» **PASSAGE PROVIDED**
---
FIELD OF THE INVENTION

The invention relates to a pin cage according to the features which form the preamble of patent claim 1, and it can be realized advantageously, in particular, on all larger roller bearing design types having roller bodies, for example on radial or axial cylindrical roller bearings, on radial or axial self-aligning roller bearings, on radial or axial tapered roller bearings, on radial or axial spherical roller bearings, or else on angular contact roller bearings.

BACKGROUND OF THE INVENTION

It is generally known to a person skilled in the art of roller bearing technology that the guidance of the roller bodies is frequently realized by bolt cages in large roller bearing design types having roller bodies, as roller bearings of this type have a very high loadability on account of a bolt cage making it possible to accommodate a maximum number of roller bodies. As the roller bodies for a roller bearing of this type, however, have to be drilled through axially for their guidance on the bolts of the bolt cage, it was necessary, in order to maintain their loadability, to manufacture them from case hardened steel which is relatively expensive. In order to reduce the manufacturing costs for roller bearings of this type, it has therefore also been known for a long time to guide the roller bodies of the roller bearing in what are known as pin cages, as the roller bodies for cages of this type no longer have to be drilled through axially and can therefore be manufactured from roller bearing steels which are far more cost-effective.
---
» **TASK 1**
Please decide whether each statement agrees with the passage on pin cages, answering yes or no and quoting the words that settle it: (a) roller bodies guided on a bolt cage must be drilled through axially; (b) roller bodies for pin cages must still be made from case hardened steel; (c) the pin cage can be used on angular contact roller bearings.
» **TASK 2**
Extract the part of the passage on pin cages between "FIELD OF THE" and "contact roller bearings.", inclusive.
The rows have no role in any of this.
---
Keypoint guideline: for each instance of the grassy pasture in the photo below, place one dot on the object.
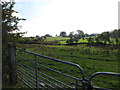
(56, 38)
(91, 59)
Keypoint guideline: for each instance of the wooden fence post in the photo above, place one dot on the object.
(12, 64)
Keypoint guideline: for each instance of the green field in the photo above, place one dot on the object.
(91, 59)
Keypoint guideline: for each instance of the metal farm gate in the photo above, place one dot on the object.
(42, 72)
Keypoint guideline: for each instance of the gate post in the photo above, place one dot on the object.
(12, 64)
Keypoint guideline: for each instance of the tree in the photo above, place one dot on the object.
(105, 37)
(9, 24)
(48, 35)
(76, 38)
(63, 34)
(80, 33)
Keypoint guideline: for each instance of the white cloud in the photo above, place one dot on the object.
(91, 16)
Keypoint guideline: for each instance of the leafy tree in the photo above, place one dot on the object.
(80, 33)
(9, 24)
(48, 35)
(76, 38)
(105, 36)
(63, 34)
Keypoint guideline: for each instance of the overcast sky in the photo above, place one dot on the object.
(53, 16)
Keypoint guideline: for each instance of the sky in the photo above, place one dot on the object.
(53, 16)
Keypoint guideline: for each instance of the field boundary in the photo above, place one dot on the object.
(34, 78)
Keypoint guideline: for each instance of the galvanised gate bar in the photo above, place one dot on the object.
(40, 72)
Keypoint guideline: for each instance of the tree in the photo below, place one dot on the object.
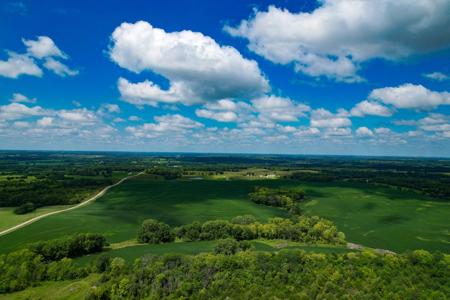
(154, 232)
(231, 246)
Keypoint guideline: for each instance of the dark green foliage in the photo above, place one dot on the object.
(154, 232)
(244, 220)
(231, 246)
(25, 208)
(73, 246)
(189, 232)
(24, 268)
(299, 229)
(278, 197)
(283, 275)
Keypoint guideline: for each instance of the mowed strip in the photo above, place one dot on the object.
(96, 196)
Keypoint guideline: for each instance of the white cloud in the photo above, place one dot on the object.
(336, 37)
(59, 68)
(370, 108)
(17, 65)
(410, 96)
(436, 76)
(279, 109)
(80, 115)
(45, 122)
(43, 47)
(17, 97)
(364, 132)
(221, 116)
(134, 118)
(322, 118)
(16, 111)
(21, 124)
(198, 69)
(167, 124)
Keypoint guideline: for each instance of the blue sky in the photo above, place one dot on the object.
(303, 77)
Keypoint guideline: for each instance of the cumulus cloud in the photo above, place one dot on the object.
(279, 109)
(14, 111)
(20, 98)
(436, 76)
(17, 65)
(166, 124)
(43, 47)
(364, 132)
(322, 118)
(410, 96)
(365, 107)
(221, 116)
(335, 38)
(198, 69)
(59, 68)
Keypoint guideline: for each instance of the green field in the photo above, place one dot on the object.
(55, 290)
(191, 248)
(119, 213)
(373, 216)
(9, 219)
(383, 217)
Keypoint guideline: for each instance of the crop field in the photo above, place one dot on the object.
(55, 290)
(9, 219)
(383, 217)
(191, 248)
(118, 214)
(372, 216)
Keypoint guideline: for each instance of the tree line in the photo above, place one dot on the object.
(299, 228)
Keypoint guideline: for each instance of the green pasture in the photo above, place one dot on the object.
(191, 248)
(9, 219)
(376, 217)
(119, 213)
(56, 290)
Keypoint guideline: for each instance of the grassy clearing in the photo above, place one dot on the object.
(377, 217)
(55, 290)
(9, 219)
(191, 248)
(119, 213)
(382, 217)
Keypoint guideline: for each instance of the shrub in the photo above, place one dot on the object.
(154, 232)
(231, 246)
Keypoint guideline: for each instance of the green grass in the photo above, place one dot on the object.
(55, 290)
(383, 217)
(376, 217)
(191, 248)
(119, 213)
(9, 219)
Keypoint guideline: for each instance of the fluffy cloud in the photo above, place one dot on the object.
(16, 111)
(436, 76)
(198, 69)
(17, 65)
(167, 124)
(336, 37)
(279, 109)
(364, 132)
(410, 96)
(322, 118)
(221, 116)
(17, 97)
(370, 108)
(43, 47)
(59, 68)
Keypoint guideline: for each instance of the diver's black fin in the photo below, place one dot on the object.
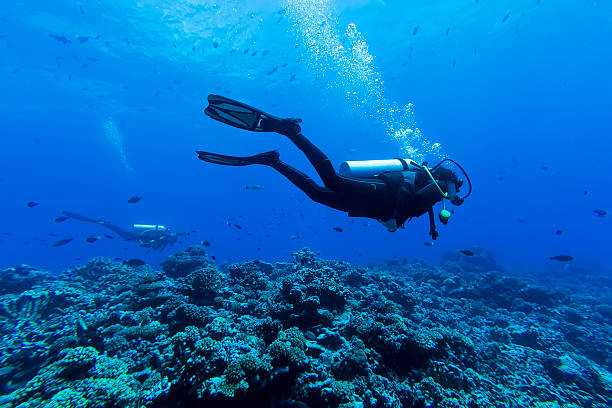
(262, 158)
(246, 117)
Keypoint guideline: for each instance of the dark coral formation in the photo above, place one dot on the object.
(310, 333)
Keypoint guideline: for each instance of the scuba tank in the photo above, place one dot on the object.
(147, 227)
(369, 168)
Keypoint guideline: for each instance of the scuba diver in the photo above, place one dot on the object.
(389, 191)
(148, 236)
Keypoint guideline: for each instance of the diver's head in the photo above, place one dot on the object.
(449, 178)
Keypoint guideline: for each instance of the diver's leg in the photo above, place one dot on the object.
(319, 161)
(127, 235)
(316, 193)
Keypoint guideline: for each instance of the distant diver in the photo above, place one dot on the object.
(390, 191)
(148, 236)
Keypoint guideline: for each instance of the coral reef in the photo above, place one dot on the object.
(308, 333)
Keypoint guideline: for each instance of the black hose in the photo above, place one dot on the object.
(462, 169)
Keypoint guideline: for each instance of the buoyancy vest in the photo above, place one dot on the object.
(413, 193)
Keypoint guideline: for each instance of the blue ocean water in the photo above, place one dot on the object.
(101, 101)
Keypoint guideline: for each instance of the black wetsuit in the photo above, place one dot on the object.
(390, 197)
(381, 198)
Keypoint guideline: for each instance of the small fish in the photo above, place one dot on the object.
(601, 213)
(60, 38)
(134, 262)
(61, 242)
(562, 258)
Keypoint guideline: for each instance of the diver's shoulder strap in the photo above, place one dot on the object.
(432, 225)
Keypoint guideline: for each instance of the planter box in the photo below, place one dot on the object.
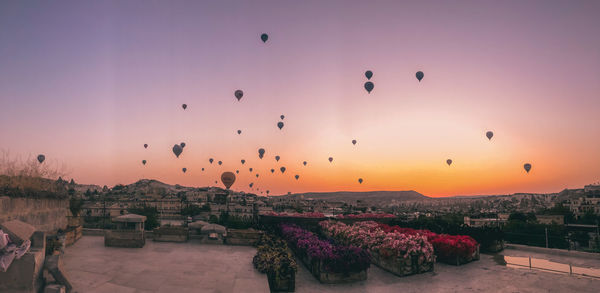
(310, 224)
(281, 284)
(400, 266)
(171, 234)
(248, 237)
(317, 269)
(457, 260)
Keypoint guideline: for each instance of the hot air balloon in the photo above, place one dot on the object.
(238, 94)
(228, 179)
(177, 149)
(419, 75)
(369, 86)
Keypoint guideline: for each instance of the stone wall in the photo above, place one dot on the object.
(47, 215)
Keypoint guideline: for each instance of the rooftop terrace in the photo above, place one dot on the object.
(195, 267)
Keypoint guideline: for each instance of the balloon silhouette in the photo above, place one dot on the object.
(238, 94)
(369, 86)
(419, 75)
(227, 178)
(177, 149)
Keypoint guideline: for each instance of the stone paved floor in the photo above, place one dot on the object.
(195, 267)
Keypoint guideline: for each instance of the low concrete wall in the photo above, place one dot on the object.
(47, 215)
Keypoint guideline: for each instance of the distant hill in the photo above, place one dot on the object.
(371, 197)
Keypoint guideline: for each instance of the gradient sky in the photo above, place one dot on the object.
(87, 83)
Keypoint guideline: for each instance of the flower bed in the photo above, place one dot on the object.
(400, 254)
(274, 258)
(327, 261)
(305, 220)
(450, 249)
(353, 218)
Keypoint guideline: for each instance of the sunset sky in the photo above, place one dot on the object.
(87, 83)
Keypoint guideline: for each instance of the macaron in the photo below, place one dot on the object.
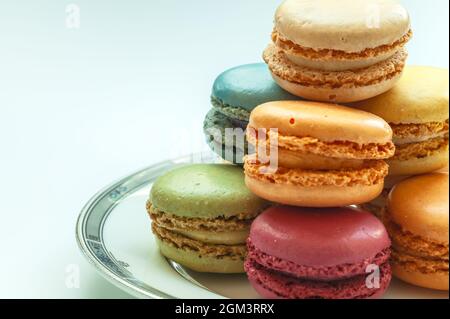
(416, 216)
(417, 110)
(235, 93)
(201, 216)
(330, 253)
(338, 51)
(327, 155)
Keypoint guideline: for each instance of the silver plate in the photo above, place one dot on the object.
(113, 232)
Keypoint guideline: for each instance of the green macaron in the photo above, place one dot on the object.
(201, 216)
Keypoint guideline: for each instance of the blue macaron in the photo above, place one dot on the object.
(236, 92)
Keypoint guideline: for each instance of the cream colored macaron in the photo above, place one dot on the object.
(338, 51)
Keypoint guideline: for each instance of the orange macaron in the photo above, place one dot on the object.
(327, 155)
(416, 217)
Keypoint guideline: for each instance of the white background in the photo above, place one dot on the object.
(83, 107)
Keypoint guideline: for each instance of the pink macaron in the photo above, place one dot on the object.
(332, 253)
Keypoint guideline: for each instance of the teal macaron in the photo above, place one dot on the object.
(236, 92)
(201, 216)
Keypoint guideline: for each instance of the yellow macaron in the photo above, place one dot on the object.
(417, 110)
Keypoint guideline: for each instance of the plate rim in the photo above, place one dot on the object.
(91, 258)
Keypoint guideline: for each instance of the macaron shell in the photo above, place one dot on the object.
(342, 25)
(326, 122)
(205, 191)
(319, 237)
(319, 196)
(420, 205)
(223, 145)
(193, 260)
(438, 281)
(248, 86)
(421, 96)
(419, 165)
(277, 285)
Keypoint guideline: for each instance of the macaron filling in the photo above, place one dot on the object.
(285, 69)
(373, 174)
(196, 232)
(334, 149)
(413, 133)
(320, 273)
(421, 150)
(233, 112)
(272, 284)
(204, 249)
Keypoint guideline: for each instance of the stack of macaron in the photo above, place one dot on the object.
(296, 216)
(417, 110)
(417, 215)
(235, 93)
---
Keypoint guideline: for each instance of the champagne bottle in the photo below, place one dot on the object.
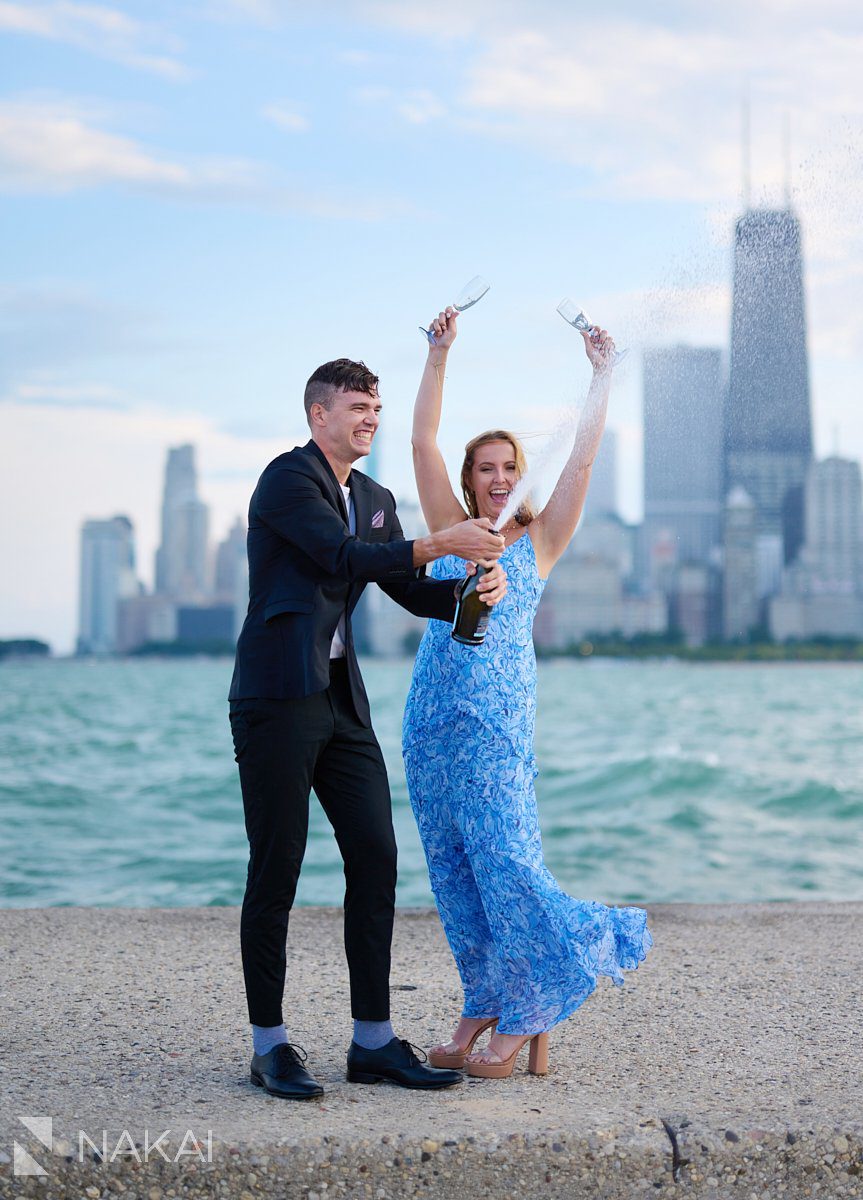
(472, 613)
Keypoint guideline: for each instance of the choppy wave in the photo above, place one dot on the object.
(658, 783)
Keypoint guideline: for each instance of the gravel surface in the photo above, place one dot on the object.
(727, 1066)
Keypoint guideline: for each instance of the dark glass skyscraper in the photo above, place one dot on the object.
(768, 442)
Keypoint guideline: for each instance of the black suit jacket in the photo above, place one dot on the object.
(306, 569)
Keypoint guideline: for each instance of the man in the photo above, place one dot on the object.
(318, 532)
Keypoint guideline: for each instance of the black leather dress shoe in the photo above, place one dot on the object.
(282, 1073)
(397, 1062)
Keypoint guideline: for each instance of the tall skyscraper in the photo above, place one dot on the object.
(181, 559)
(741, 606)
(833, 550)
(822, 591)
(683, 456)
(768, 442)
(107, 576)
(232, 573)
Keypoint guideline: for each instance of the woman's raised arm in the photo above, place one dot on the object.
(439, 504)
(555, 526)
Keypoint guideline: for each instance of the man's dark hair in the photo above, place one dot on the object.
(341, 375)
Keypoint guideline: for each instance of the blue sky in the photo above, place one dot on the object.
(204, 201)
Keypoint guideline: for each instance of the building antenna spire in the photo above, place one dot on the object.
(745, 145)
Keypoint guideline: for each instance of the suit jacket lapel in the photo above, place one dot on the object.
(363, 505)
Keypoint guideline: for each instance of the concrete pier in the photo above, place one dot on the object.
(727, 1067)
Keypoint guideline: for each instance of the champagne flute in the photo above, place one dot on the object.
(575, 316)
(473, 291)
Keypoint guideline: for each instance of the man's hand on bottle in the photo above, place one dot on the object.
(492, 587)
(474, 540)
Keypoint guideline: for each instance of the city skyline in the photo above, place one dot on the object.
---
» **COMPLETE ANSWER 1**
(a) Yes: "have to be drilled through axially for their guidance on the bolts of the bolt cage"
(b) No: "can therefore be manufactured from roller bearing steels which are far more cost-effective"
(c) Yes: "or else on angular contact roller bearings"

» **COMPLETE ANSWER 2**
FIELD OF THE INVENTION

The invention relates to a pin cage according to the features which form the preamble of patent claim 1, and it can be realized advantageously, in particular, on all larger roller bearing design types having roller bodies, for example on radial or axial cylindrical roller bearings, on radial or axial self-aligning roller bearings, on radial or axial tapered roller bearings, on radial or axial spherical roller bearings, or else on angular contact roller bearings.